• [Exercise] Find the word "concrete" in the listing below, then return every line it appears in.

•••••

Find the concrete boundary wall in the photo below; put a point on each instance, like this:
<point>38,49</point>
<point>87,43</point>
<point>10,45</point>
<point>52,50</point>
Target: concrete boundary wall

•••••

• [Completed task]
Find the concrete boundary wall in the photo below; put a point on each instance, like this:
Target: concrete boundary wall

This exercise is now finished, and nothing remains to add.